(EXERCISE) Return the full material exactly.

(Items listed in a dataset)
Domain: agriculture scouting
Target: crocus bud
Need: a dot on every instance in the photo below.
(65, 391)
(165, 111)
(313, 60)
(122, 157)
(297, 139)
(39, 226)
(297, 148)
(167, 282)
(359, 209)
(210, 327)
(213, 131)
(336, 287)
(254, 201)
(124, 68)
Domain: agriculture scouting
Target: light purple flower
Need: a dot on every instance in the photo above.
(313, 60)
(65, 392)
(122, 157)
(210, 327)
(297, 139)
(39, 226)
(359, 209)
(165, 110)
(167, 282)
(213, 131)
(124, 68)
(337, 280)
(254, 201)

(IN RESPONSE)
Domain: agriculture scouting
Target: crocus bud
Need: a dot on every instance in the photo below.
(65, 391)
(165, 111)
(313, 60)
(122, 157)
(297, 139)
(39, 226)
(297, 148)
(167, 282)
(359, 209)
(210, 327)
(213, 131)
(336, 287)
(254, 201)
(124, 68)
Domain: agriculture scouting
Target: light purple flower
Need: a dot on every instance in the photo above.
(313, 60)
(65, 392)
(122, 157)
(210, 327)
(297, 139)
(39, 226)
(359, 209)
(165, 110)
(167, 282)
(213, 131)
(124, 68)
(337, 280)
(254, 201)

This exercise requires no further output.